STUDY TEXT section start

Absolutely gorgeous and profound – very well written, Rai.
cool rhymes. An optimistic viewpoint but time bests us all in the end. Thanks for the visit 🙂
Thank you Andrew 🙂
Life:Between the lines – yeah I know, I know death and taxes. I’m just trying to enjoy as much of the ride as possible – thanks.
Creative and effective use of an interesting form, and the poem itself is served well by the rhyme. Those times in one’s life are often only mitigated by the ability to write through them, for those of us who have that outlet.
cool -never heard about this form…very nice.. i also find release through my pen..and some days it has saved me from doing stupid things as well..
Thank you, Hedgewitch and Claudia,
It is my belief that we artists, whatever our medium, have a built in advantage over others. Our art is a major (if not sole therapy) for what moves us.
My goodness, this is beautiful and heartbreaking, Raivenne. This kind of loss is profound and life-changing. And certainly not something I would ever want to go through. Sending you warm thoughts.
what an interesting form…thanks for taking the time to explain it!
grief is so tough, and ends when it will, if it does. my best wishes, dear.
Belinda / Coalblack,
I fully realize I am one of the luckier ones in how I processed my grief and have come out of it as well as I have. What we want to go through good or ill is of little concern of Fate and Time. Thank you for both for your warm thoughts/wishes.
writing is what has saved me form many emotions..sadness, grief, too much happiness (i know right?), etc.
this is a piece that says you will heal and remember.. thank you for sharing honest emotions.
well done!!
So sorry for your loss. A few years yet forever with you. warm wishes to you. Beautifully written.
Great positive tone. Inspiring poem. Also like how you create from the form.
Thank you Lynee, Ayala and Dustus.
Creative freedom within the confines of a form is a personal challenge I like to engage in from time to time. That I wrote this within mere weeks of becoming a widow, was the beginning of signs that I realized for myself that was going to be all right eventually.

STUDY TEXT section end

In the comment thread, how soon after becoming a widow does Raivenne say the poem was written?

ENTRIES PROVIDED section start

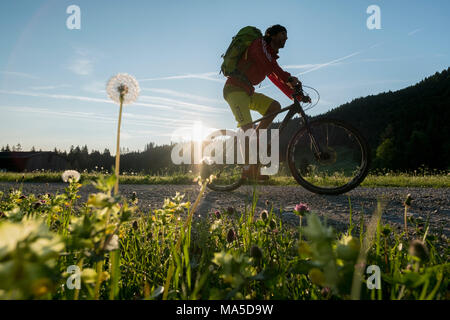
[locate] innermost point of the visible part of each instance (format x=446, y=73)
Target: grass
x=378, y=179
x=117, y=251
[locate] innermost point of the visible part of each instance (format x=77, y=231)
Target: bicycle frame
x=294, y=109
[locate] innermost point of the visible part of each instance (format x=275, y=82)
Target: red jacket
x=259, y=61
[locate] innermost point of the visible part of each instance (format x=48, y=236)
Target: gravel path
x=434, y=202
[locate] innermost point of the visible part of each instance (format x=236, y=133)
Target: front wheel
x=331, y=157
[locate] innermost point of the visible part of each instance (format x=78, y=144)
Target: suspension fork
x=316, y=147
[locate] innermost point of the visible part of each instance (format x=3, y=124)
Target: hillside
x=406, y=128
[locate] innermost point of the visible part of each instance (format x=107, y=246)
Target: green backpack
x=241, y=41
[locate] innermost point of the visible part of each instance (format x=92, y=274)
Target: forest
x=405, y=129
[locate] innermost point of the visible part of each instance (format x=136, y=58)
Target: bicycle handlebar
x=298, y=91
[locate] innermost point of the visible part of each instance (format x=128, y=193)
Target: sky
x=53, y=79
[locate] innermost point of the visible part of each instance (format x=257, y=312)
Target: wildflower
x=386, y=231
x=418, y=249
x=408, y=200
x=264, y=215
x=272, y=224
x=231, y=236
x=113, y=243
x=70, y=175
x=256, y=253
x=301, y=208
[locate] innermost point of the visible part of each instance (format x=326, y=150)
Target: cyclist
x=259, y=61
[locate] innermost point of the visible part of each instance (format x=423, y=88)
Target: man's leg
x=274, y=107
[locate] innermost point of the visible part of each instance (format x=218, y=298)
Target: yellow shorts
x=241, y=103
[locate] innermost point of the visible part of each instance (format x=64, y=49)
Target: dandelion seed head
x=70, y=175
x=124, y=84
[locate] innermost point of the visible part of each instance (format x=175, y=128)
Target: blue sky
x=52, y=79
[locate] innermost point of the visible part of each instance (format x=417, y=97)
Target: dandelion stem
x=116, y=186
x=406, y=225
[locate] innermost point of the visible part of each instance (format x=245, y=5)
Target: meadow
x=376, y=178
x=54, y=247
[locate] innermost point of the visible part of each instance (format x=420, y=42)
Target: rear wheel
x=222, y=147
x=332, y=158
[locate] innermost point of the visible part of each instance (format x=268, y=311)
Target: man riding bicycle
x=258, y=62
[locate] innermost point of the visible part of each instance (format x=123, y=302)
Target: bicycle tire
x=301, y=138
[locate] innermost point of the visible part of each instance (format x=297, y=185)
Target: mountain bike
x=325, y=156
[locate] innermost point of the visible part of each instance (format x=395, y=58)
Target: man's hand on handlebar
x=294, y=82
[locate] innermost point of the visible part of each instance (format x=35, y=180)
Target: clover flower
x=301, y=208
x=231, y=235
x=70, y=175
x=264, y=215
x=125, y=84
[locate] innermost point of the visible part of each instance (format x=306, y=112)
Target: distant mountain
x=406, y=128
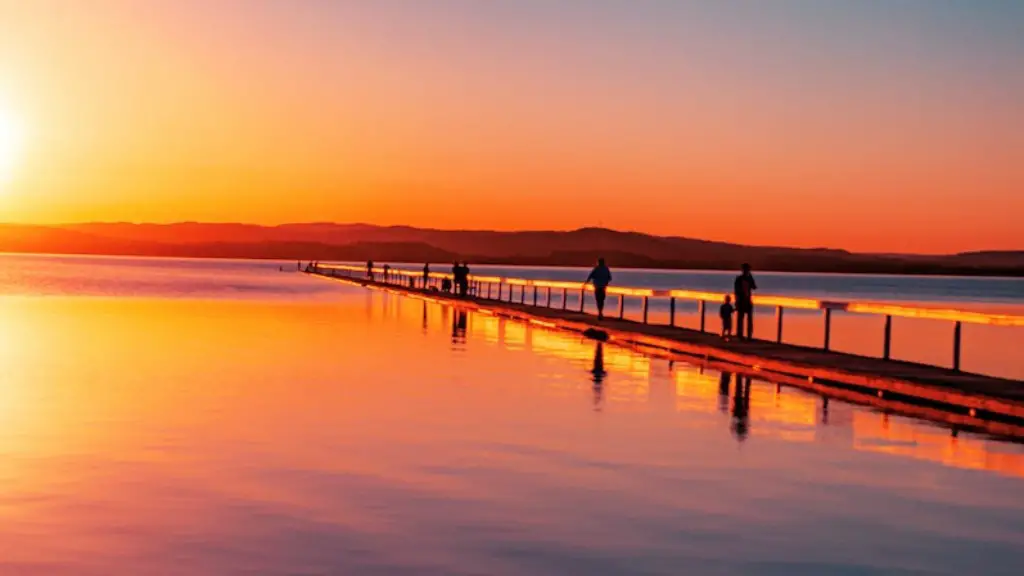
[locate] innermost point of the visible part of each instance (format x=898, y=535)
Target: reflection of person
x=723, y=392
x=744, y=287
x=726, y=313
x=600, y=277
x=740, y=409
x=599, y=374
x=459, y=326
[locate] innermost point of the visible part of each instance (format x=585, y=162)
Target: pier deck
x=977, y=397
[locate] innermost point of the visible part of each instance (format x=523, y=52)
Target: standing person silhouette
x=464, y=279
x=744, y=287
x=600, y=277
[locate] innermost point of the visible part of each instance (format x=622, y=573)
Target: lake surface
x=224, y=417
x=987, y=350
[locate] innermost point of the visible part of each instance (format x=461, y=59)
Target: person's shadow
x=599, y=374
x=459, y=327
x=724, y=381
x=740, y=425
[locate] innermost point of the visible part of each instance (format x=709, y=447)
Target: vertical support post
x=887, y=343
x=957, y=329
x=827, y=328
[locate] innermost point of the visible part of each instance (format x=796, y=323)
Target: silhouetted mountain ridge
x=328, y=241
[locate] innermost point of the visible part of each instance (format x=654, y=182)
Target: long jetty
x=962, y=399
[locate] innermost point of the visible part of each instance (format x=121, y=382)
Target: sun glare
x=10, y=144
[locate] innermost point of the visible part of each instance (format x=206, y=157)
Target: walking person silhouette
x=600, y=277
x=744, y=287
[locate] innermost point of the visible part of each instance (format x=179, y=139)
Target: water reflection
x=459, y=320
x=598, y=373
x=782, y=412
x=740, y=409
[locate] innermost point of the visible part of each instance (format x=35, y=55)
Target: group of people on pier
x=739, y=303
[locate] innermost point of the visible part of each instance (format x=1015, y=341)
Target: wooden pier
x=961, y=399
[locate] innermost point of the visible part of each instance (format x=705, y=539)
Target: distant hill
x=326, y=241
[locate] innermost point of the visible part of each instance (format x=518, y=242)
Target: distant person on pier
x=744, y=287
x=456, y=277
x=600, y=277
x=464, y=280
x=726, y=313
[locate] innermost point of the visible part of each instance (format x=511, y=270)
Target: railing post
x=827, y=328
x=887, y=343
x=956, y=340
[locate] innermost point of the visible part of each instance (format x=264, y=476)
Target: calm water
x=988, y=350
x=228, y=418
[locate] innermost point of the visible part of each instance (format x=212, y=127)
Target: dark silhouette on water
x=740, y=425
x=726, y=313
x=598, y=373
x=600, y=277
x=459, y=320
x=744, y=287
x=460, y=275
x=724, y=381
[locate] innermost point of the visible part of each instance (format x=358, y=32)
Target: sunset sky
x=867, y=125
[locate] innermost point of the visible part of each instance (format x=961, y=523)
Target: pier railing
x=516, y=289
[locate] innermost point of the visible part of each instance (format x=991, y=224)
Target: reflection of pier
x=749, y=404
x=966, y=400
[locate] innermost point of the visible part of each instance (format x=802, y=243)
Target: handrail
x=881, y=309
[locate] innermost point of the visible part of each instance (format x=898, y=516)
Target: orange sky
x=889, y=128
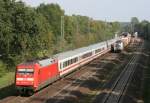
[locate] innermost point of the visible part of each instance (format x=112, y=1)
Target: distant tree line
x=27, y=32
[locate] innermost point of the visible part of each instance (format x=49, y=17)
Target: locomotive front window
x=25, y=71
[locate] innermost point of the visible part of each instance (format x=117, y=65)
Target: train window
x=86, y=55
x=60, y=65
x=98, y=50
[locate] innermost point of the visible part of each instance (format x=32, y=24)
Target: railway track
x=120, y=85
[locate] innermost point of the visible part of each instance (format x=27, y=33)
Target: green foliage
x=2, y=68
x=28, y=33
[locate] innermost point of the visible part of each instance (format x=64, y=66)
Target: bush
x=2, y=68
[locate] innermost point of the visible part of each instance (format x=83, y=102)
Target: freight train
x=32, y=76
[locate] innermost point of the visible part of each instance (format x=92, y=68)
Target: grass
x=147, y=85
x=7, y=79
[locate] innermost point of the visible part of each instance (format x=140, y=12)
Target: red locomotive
x=34, y=75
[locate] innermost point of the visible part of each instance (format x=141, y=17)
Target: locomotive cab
x=25, y=79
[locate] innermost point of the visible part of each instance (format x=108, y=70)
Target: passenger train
x=34, y=75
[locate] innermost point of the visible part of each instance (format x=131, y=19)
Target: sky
x=109, y=10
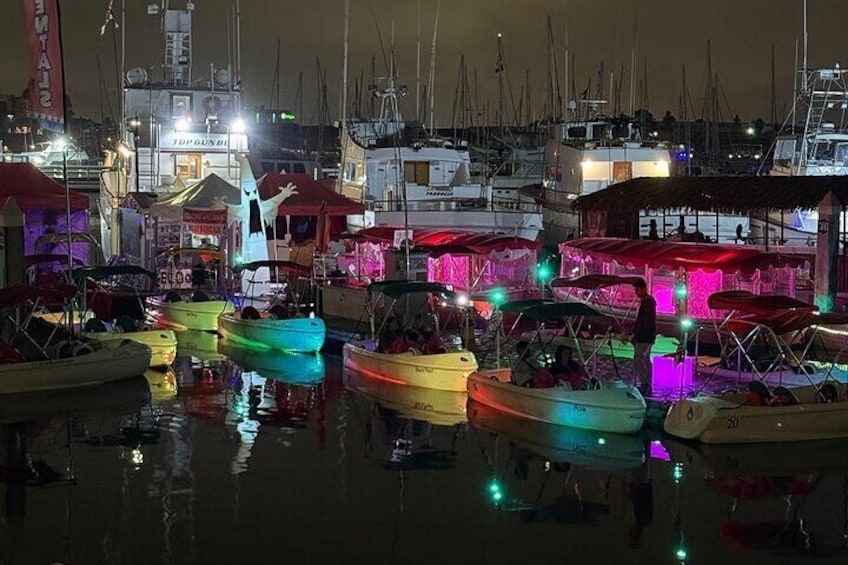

ENTRIES PROVIDED section end

▶ **ANSWER SECTION**
Within mere weeks of becoming a widow.